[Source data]
# # # #

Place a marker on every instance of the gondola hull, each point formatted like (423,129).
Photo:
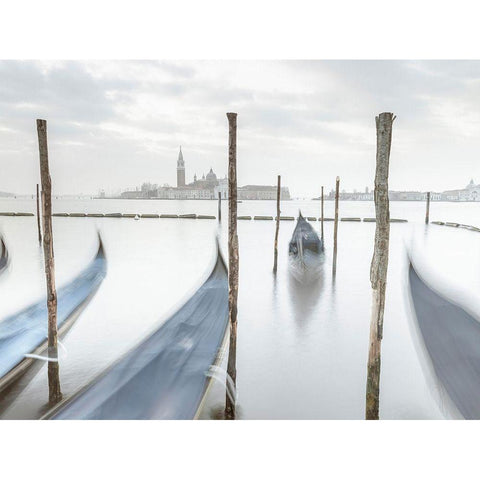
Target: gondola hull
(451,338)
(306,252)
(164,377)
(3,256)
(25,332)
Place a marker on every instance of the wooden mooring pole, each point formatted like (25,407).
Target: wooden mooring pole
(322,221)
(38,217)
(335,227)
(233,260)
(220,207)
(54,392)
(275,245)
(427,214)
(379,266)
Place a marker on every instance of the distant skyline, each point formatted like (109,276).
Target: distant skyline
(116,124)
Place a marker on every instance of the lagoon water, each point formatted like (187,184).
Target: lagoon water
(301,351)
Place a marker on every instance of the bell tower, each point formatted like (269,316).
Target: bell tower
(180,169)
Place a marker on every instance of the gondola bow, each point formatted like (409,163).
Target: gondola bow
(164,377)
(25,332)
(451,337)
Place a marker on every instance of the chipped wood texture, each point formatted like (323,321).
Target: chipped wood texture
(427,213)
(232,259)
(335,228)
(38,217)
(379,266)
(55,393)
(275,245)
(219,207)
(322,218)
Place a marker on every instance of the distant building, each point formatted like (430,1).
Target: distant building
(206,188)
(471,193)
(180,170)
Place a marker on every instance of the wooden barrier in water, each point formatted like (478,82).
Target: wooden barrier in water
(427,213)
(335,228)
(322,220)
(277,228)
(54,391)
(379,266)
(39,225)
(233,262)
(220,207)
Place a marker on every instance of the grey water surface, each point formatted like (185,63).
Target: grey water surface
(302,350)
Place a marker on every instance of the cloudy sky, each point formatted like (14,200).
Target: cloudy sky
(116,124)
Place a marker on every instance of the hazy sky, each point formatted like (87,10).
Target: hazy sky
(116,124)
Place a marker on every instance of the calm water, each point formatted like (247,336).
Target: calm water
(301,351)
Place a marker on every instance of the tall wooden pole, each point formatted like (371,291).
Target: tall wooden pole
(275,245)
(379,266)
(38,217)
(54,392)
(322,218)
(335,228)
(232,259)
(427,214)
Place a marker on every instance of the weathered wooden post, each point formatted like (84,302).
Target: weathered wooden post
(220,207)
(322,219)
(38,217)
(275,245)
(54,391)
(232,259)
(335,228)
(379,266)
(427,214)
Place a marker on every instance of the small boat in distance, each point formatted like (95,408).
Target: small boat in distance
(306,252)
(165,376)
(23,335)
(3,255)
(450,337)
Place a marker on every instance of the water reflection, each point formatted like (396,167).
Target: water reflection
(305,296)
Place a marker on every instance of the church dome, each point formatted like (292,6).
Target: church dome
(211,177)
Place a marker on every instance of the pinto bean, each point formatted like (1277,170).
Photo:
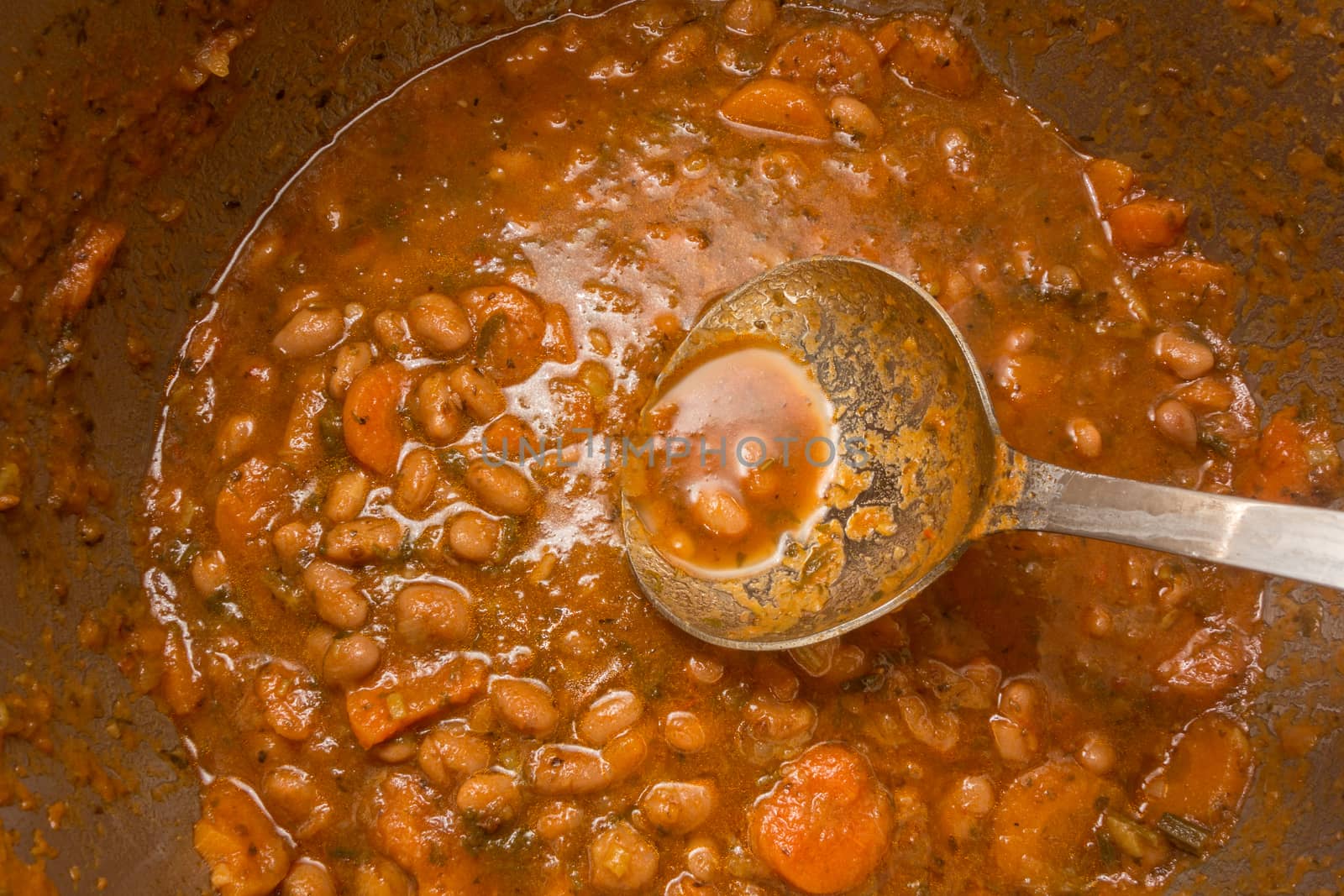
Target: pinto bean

# # # #

Where a line in the data contains the string "pinto", add it to your count, and give only the final number.

2